Problem
Give back exactly the lines running from the line with "In this exercise you will mark each instance of the dark" to the end of the entries, and only those lines.
------------------------------
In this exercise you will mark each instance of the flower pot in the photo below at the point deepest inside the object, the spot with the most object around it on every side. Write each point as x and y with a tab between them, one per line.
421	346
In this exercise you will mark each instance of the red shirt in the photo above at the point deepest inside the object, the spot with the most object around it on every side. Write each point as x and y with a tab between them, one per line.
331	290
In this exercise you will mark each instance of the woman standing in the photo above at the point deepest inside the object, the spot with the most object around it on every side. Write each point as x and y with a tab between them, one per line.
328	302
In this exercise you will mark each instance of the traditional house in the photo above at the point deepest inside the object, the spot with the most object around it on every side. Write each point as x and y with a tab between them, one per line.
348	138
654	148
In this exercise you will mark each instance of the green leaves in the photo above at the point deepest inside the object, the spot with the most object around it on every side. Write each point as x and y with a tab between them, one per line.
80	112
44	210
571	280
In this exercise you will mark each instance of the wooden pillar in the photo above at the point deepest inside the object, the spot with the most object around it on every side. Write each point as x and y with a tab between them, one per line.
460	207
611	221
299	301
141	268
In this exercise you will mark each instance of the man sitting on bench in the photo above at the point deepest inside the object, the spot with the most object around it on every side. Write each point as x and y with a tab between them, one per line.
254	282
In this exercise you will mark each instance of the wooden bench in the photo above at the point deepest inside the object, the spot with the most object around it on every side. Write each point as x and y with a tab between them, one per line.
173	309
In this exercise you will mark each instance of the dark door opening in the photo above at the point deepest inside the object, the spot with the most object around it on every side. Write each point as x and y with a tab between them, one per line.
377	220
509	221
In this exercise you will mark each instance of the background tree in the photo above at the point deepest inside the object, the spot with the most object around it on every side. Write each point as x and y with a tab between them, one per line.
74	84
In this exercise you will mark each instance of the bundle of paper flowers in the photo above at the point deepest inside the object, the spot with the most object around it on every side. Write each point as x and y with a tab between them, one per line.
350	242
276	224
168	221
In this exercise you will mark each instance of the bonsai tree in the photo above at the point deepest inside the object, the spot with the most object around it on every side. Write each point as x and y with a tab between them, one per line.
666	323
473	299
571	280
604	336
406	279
------------------------------
Exercise response
In this exercise you will mark each instance of the dark door opening in the photo above at the point deepest inside the object, the spot with the most object around it on every side. Write each point as x and y with a tab between them, one per line.
377	220
509	221
In this exercise you will mark each instance of the background tree in the photo above at the point deepest inside the object, the spot with the most object around it on every side. Write each point as x and y with a tab between them, one per line.
74	84
In this exercise you will mark each instance of the bundle of paper flowers in the photo above at the point deepest inside the object, the spot with the most object around it on every side. Write each point as x and y with a tab between them, one per line.
350	242
276	224
168	221
In this exercise you will mark each instance of the bonsai tree in the photo above at the point deepest inside the object, the spot with the most object around it on every side. Write each point as x and y with a tab between them, one per line.
666	323
473	299
571	280
604	336
406	279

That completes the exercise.